ASSIGNED TASK —
Produce a word-for-word copy of the listing below without its pictures.

--- DATA TO USE Enclosed Below ---

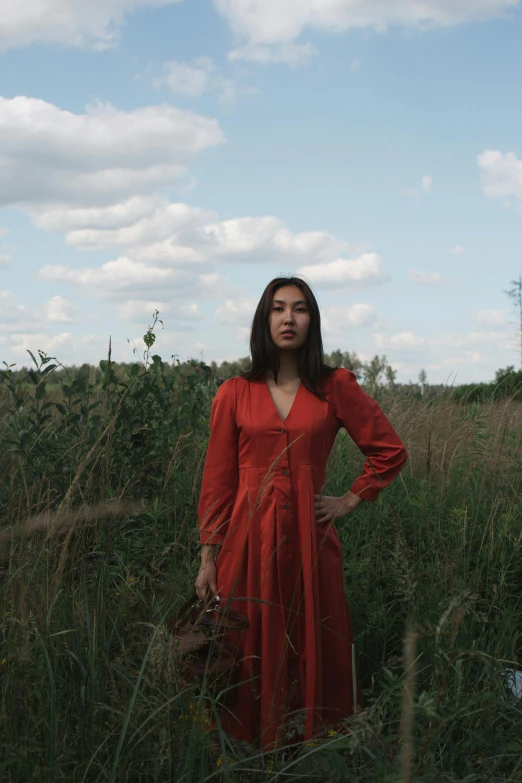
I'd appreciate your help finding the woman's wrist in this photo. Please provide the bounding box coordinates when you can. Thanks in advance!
[342,490,363,512]
[201,543,218,564]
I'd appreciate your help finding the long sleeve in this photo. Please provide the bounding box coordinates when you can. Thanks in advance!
[332,368,408,502]
[197,378,239,545]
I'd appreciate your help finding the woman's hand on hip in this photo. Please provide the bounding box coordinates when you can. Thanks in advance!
[314,491,362,524]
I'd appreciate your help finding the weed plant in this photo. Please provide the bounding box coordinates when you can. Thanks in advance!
[0,331,521,782]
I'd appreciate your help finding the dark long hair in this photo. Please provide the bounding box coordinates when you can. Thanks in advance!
[239,276,336,401]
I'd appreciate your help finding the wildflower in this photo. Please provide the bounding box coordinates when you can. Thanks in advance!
[305,740,319,747]
[328,729,338,737]
[216,754,235,768]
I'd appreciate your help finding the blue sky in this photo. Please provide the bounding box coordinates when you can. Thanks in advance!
[1,0,521,383]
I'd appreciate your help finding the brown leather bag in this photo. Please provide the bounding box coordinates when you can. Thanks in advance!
[168,596,248,684]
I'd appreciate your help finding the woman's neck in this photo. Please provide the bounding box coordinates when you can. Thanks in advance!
[268,351,300,384]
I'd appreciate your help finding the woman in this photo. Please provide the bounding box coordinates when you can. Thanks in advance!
[195,276,407,749]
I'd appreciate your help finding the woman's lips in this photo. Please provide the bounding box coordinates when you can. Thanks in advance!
[281,332,296,338]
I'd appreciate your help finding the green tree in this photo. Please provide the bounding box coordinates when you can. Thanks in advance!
[419,368,427,397]
[505,272,522,369]
[363,354,387,393]
[385,365,397,390]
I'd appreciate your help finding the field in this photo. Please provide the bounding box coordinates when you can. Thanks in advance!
[0,347,521,782]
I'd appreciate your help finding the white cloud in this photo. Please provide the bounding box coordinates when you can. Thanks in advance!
[403,175,433,199]
[421,175,433,193]
[33,196,165,234]
[471,309,508,326]
[38,257,229,301]
[155,60,211,96]
[322,303,378,333]
[0,252,12,267]
[446,331,508,348]
[202,216,357,263]
[449,244,465,254]
[374,328,514,368]
[297,254,389,287]
[0,291,78,329]
[43,295,78,323]
[153,57,242,104]
[213,0,518,48]
[31,198,389,317]
[0,0,183,52]
[478,149,522,201]
[228,42,317,67]
[33,199,372,272]
[117,299,202,322]
[216,297,258,326]
[349,59,362,72]
[0,96,224,207]
[33,199,215,266]
[0,291,29,324]
[409,268,459,285]
[375,330,428,351]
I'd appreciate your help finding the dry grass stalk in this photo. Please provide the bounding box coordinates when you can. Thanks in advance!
[399,629,418,783]
[0,500,143,543]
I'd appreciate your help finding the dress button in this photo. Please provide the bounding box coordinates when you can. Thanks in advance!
[284,503,291,509]
[285,536,291,544]
[282,469,289,476]
[280,428,286,434]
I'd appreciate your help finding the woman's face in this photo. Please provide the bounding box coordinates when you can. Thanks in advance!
[269,285,311,351]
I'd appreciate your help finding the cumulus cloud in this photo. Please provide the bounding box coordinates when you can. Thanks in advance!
[33,198,215,266]
[321,303,378,334]
[0,96,224,207]
[409,268,459,285]
[38,257,229,301]
[228,42,317,67]
[478,149,522,201]
[42,295,78,323]
[421,175,433,193]
[449,244,465,254]
[0,0,183,52]
[32,199,374,274]
[402,175,433,199]
[297,254,389,288]
[471,309,508,326]
[0,291,30,325]
[216,297,258,326]
[213,0,518,48]
[0,290,78,329]
[373,328,514,379]
[154,57,242,104]
[156,60,212,96]
[215,297,258,340]
[117,299,202,322]
[0,252,12,267]
[375,330,428,351]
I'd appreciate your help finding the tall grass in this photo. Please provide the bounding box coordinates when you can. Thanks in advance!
[0,353,521,781]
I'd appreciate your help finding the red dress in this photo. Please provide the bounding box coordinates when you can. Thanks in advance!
[197,368,407,748]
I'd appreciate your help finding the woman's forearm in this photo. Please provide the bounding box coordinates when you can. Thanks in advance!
[201,543,219,564]
[341,489,364,512]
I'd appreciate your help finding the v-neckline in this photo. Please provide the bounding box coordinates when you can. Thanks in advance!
[264,378,302,424]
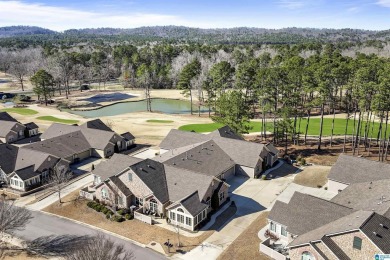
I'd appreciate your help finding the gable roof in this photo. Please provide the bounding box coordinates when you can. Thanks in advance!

--- End of Enclosed DATA TO USE ---

PROBLEM SOLUTION —
I'd appreciate your help finding the woman's wrist in this photo. Please provide the bounding box coordinates when you can. Thanks in advance!
[342,490,363,512]
[201,543,218,564]
I'd appreciate your help finding the long sleeve in this photo. Please provide the bounding box coordinates when you can. Thanks in advance!
[332,368,408,502]
[197,378,239,545]
I'd appreciate your help finding the woman's hand on hip in this photo. Please provide the bounding box coordinates when you can. Thanks in advance!
[314,491,362,524]
I'd appreciate your help finding the weed plant in this photo. Please provide the bounding box coordinates when you can. Thanks in advance!
[0,331,521,782]
I'd appreciate your help finding the dark long hair in this photo. Please provide the bounding box coordinates when you can. Thanks in advance!
[239,276,336,401]
I'd appreciate your help finding the wildflower in this photo. Please provide the bounding box coordinates when you can. Thanks in advance!
[305,740,319,747]
[328,729,338,737]
[216,754,235,768]
I'd appreciate your help finding the blue sky in this photo. Please provide the bounding box coordinates when you can. Thanks in advance!
[1,0,521,383]
I'd appreciate your help finding the brown leather bag in this photo. Please provide the bounding box coordinates when you can. Thanks in advance!
[168,596,248,684]
I'd appreciate your help finding the woman's neck in this photo. Please provide the bounding box coordinates when you can. Thanks in advance!
[268,351,300,384]
I'd appreciate your help finding the woman in this photo. Please provide the bounding box coordinates when you can. Thanks in advance!
[195,276,407,749]
I'd appreciate your help finding the woman's lips in this photo. Please provide the bounding box coordinates when you can. Thanks in advance!
[281,332,296,338]
I'd appreciate your help finding the green tree in this photo. Please provide the bounding box coordinates when you can. Thanks in advance!
[419,368,427,397]
[505,272,522,369]
[363,354,387,393]
[385,365,397,390]
I'd appreciate your help finding the field in this photo. Please provide the bounding box coordinates when you can. Thanks in advance!
[0,347,521,782]
I'd appreciate your help finding the white cloud in this photo. Please provide the bounding box coordinates when you can. Thanks in advance!
[403,175,433,199]
[421,175,433,193]
[33,196,165,234]
[471,309,508,326]
[38,257,229,301]
[155,60,211,96]
[322,303,378,333]
[0,252,12,267]
[446,331,508,348]
[202,216,357,263]
[449,244,465,254]
[374,328,514,368]
[297,254,389,287]
[0,291,78,329]
[43,295,78,323]
[153,57,242,104]
[213,0,518,48]
[31,198,389,317]
[0,0,183,52]
[478,149,522,201]
[228,42,317,67]
[33,199,372,272]
[117,299,202,322]
[216,297,258,326]
[349,59,362,72]
[0,96,224,207]
[33,199,215,266]
[0,291,29,324]
[409,268,459,285]
[375,330,428,351]
I'd appreciate your help finding the dry grass stalk in this photo. Please provide the bounding box coordinates when you can. Thanks in advance!
[399,629,418,783]
[0,500,143,543]
I'd appreciate your help finding the dress button in this photo. Please provide the bounding box coordinates when you can. Thanks in advance!
[284,503,291,509]
[285,536,291,544]
[282,469,289,476]
[280,428,286,434]
I'd appreciate your help finding the woman's face in this photo. Please provide the bounding box coordinates when you can. Thanks in advance!
[269,285,311,351]
I'd appreciate your help finding the cumulus cloud in this photo. Please provide the bounding box coordinates when you can. Thanks in advance!
[33,198,215,266]
[321,303,378,334]
[0,96,224,207]
[409,268,459,285]
[38,257,229,301]
[228,42,317,67]
[478,149,522,201]
[42,295,78,323]
[421,175,433,193]
[449,244,465,254]
[0,0,183,52]
[32,199,374,274]
[402,175,433,199]
[297,254,389,288]
[471,309,508,326]
[0,291,30,325]
[216,297,258,326]
[213,0,518,48]
[0,290,78,329]
[373,328,514,379]
[154,57,242,104]
[156,60,212,96]
[215,297,258,340]
[117,299,202,322]
[0,252,12,267]
[375,330,428,351]
I'd appreciate your help finding the tall grass in this photo. Please provide the bounding box coordinates when you can. Thanks in advance!
[0,353,521,781]
I'd appreciate your help finding the red dress in this photo. Please provide the bounding box coordinates when you can. Thanks in advance!
[197,368,407,748]
I'd appreciate your help finding the woman's forearm in this photo. Please provide the bounding box coordinates when you can. Thanks in advance!
[201,543,219,564]
[341,489,364,512]
I'd appreciate your help finding the v-neckline in this photo. Please provide the bounding box coordinates when you can. Thanks in advance!
[264,378,302,424]
I'd appreciate your help finding the gable roof in this photo. Please provide the bounding box coordinates when you can. Thanks in advance!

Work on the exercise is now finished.